*** DATA PROVIDED ***

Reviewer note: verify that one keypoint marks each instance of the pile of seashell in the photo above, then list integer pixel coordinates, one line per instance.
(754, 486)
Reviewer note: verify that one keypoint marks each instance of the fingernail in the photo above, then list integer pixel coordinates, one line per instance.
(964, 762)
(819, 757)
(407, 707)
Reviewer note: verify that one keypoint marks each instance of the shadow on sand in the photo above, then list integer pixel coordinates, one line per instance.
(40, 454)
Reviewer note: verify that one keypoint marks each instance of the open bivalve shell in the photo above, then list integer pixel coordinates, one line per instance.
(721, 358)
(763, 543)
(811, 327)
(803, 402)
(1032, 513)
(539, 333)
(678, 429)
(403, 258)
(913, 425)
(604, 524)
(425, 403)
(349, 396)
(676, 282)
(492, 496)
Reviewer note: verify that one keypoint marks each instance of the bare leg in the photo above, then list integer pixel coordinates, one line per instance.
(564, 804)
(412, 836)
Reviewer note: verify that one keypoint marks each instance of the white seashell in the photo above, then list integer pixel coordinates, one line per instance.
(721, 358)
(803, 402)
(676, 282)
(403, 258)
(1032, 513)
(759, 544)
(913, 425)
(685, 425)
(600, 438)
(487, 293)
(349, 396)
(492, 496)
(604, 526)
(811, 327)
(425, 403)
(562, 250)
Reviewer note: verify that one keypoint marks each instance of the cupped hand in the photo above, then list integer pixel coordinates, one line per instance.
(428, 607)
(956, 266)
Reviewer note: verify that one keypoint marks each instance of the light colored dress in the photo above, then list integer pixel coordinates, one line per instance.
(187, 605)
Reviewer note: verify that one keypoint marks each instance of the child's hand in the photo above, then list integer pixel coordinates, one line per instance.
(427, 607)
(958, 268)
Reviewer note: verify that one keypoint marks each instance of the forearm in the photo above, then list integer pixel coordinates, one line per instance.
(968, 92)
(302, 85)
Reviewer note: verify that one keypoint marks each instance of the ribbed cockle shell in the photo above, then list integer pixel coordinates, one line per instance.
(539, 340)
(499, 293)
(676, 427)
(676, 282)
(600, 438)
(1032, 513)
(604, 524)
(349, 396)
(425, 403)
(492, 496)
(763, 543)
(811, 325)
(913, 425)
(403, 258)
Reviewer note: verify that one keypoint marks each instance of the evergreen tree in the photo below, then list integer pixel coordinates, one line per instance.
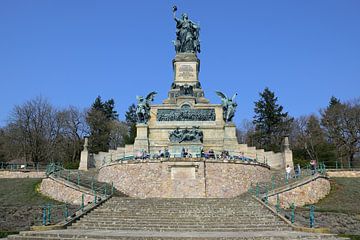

*** End of DATA PROVIDED ***

● **WORK ORDER**: Leave the pictures out, then output exactly the lines from the "of the light" line through the end of the records above, and no others.

● **ANSWER BOX**:
Reviewer note: verify that one keypoint marks each instance of the light colored dress in the photo above, then list integer pixel coordinates, one line per instance.
(187, 605)
Reviewer note: verify that one keypoint marks each instance of the child's hand in the photo above, then list integer pixel coordinates, one line per instance.
(427, 607)
(958, 268)
Reviewer note: verify that one keypoint marks each instance of the forearm in the photo above, then list integer pixel coordinates, one line per instance.
(968, 92)
(302, 85)
Reviewer note: verify that one keypoint marks each instance of the ribbed cockle shell in the photo above, then list integer pixel coordinates, one line per instance.
(539, 340)
(499, 293)
(676, 427)
(676, 282)
(600, 438)
(1032, 513)
(604, 524)
(349, 396)
(425, 403)
(492, 496)
(763, 543)
(811, 325)
(913, 425)
(403, 258)
Reviewer note: verify that one keypoint marks each instance of the evergreen tree in the photo below, then list integer pixel coordinates, one line per instance.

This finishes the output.